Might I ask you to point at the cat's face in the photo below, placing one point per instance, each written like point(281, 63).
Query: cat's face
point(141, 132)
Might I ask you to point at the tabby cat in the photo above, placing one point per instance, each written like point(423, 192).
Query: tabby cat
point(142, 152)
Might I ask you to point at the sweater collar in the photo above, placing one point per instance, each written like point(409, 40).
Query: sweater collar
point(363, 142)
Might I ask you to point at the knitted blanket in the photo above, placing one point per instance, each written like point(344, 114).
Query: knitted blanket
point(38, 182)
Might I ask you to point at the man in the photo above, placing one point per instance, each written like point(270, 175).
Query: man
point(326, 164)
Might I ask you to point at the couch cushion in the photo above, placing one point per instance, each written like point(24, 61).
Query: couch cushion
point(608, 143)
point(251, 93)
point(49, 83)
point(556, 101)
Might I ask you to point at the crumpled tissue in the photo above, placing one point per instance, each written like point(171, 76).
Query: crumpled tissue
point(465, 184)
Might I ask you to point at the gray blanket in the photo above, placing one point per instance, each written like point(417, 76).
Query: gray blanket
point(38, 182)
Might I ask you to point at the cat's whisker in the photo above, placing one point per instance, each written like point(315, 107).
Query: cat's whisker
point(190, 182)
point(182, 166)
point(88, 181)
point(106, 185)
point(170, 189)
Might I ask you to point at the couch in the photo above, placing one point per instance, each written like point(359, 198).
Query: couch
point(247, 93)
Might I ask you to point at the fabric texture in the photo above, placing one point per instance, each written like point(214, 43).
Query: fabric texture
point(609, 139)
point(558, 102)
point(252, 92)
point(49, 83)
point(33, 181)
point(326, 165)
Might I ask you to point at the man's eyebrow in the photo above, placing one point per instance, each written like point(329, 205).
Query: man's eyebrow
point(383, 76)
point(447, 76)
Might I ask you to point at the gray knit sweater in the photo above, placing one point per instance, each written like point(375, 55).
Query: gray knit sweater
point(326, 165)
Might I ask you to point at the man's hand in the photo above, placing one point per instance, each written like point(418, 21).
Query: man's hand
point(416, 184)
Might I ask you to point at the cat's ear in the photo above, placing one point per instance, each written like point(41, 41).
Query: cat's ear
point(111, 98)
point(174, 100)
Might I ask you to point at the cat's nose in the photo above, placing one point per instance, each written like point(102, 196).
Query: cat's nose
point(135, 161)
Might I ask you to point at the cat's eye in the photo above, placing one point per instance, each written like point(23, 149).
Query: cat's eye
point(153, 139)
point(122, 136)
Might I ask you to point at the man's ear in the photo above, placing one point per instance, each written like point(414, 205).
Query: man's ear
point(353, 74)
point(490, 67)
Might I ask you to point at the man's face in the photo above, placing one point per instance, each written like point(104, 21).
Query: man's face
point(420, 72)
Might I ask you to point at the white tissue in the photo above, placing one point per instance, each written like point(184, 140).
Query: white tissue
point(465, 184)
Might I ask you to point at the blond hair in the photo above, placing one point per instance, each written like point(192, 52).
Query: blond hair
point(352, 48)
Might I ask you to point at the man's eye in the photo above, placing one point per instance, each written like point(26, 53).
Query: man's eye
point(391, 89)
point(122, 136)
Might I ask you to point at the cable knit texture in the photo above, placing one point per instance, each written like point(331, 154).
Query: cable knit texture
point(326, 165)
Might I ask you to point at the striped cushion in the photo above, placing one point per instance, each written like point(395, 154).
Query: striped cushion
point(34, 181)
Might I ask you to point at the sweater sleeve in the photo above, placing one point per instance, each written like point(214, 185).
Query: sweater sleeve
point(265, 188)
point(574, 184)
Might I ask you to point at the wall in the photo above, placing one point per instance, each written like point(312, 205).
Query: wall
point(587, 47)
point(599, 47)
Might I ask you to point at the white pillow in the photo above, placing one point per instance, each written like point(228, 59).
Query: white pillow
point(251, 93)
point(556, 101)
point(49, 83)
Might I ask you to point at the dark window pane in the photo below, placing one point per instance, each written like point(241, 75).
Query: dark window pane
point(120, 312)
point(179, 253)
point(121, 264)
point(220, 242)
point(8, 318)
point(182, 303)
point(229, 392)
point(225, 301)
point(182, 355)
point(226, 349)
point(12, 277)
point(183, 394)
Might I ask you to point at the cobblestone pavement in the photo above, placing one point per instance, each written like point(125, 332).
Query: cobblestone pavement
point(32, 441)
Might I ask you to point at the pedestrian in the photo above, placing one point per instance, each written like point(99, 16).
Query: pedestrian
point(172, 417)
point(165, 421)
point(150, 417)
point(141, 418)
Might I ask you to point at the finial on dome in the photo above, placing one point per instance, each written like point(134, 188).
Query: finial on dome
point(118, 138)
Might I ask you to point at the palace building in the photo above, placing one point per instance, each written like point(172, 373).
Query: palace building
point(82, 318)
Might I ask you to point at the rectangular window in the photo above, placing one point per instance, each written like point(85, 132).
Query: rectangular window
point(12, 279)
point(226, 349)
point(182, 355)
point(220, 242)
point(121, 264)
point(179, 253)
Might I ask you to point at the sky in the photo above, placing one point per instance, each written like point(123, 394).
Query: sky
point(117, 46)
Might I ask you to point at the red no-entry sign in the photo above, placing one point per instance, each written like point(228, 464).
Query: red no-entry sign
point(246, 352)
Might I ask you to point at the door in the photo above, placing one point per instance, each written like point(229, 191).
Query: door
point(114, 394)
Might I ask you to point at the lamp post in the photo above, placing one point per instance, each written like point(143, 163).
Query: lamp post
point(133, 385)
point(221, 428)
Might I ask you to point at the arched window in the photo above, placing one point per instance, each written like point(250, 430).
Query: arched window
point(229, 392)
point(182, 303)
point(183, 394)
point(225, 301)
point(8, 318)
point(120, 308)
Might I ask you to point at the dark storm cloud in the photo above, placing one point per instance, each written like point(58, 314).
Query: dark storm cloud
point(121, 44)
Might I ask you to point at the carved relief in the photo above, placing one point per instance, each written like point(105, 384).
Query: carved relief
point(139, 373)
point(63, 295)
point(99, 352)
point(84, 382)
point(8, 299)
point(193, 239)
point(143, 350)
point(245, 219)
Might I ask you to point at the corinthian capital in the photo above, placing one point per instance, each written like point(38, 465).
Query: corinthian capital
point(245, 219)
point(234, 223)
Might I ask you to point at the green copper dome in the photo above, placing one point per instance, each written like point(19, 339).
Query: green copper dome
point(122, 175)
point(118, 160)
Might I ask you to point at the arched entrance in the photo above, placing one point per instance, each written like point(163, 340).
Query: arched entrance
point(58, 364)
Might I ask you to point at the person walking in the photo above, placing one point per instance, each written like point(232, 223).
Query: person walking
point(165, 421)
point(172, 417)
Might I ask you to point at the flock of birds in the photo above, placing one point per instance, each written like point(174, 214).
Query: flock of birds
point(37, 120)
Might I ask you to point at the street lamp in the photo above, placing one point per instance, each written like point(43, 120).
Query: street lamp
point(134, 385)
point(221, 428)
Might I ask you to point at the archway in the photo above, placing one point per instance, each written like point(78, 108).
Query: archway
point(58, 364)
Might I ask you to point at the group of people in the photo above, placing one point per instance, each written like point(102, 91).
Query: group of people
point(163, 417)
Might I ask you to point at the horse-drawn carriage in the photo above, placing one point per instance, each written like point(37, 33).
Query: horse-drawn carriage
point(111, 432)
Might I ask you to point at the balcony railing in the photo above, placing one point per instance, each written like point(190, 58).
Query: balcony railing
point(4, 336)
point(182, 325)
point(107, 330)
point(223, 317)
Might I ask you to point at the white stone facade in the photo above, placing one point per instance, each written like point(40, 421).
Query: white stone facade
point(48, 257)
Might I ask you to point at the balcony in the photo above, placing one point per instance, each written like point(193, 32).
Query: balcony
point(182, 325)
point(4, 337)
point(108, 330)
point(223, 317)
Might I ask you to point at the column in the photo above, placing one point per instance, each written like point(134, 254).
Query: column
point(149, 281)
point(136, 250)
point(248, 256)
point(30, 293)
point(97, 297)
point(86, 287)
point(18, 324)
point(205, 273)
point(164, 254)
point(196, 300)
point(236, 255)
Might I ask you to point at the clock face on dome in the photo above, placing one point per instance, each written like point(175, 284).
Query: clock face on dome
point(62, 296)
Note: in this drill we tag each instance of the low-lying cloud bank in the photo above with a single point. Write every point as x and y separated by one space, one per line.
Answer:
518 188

HOW TO COMPLETE THIS TASK:
Among the lines of the listing above, which ones contain the word "below"? Show them.

ANSWER TO THIS PROBLEM:
Might I ask you to point at the cat's face in the photo below, placing one point per instance, each written like point(281, 63).
Might I ask you to point at the dark window pane in the photo below, placing one point per instance, each written like point(241, 75).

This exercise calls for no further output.